### Data excerpts:
>>>

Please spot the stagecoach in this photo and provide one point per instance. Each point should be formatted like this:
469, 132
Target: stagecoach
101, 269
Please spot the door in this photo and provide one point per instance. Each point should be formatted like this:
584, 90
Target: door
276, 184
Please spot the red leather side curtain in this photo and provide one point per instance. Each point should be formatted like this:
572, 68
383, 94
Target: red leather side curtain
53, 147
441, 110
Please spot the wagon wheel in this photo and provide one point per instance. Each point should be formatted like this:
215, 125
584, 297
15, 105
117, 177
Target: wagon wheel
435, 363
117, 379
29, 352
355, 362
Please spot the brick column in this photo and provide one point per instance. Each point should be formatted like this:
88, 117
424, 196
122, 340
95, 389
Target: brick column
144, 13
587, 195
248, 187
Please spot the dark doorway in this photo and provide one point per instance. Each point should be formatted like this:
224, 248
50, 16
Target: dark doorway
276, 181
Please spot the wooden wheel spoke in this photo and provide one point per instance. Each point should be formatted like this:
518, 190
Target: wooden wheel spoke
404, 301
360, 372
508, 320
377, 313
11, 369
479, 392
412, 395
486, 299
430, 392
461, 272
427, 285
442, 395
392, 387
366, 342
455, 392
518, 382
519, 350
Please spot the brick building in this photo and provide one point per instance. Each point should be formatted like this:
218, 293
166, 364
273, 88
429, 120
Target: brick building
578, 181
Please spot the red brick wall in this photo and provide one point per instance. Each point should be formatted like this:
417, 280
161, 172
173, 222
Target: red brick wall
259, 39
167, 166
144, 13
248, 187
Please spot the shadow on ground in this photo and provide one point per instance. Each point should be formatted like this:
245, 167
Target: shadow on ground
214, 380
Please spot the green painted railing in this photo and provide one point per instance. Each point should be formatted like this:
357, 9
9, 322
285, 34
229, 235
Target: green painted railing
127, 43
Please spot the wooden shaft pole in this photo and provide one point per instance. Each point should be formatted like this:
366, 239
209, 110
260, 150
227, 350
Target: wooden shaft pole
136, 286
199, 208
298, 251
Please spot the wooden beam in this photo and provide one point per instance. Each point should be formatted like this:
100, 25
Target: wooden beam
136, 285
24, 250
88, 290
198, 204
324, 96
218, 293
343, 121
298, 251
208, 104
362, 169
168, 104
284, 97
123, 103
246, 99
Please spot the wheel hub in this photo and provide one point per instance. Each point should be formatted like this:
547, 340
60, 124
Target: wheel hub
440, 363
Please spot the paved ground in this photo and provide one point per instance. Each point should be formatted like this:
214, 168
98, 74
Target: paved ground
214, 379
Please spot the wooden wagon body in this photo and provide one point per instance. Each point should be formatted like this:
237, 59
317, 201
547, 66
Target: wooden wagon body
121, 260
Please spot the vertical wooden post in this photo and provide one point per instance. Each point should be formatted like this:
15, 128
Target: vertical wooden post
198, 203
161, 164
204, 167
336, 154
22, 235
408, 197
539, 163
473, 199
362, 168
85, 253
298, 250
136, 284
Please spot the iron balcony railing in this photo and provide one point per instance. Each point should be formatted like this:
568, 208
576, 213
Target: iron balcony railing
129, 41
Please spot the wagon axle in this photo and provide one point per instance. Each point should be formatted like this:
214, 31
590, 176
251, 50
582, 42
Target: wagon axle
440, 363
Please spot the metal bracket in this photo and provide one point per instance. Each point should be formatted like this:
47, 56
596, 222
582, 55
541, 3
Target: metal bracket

<<<

### Request:
Resize the lines from the one containing "Please spot the wooden wagon" through the final line, both included, and write them all out again with the requests. Multiply every point coordinate in the answers by 2.5 and round each to a whole number, halves up, leaving the numbers in the requests and their format samples as they are.

### Task output:
Please spot the wooden wagon body in this photo and provide one point per instance. Each point should be formatted like this:
237, 59
317, 201
547, 66
Target: wooden wagon body
303, 650
Please spot the vertical wooden post in this photo and provide one point per instance. Each point should be formatted like this:
15, 128
Target: vertical wooden post
495, 508
403, 410
510, 418
840, 385
55, 588
1020, 493
1348, 408
1183, 498
905, 420
213, 633
745, 625
340, 710
Please spot the iron balcony railing in this photo and provide one point per instance. Each point should be formatted like this:
568, 208
576, 213
Target: iron balcony railing
323, 103
Please spot the wagon axle in this photo and provide one point per instance. Each point should be formatted like this:
214, 31
590, 176
251, 50
582, 42
Target: wagon axle
1100, 908
Please spot the metal bracket in this photo and provide one point per instance. Each point should be formatted like this:
47, 56
596, 222
582, 55
541, 3
Target: metal bracket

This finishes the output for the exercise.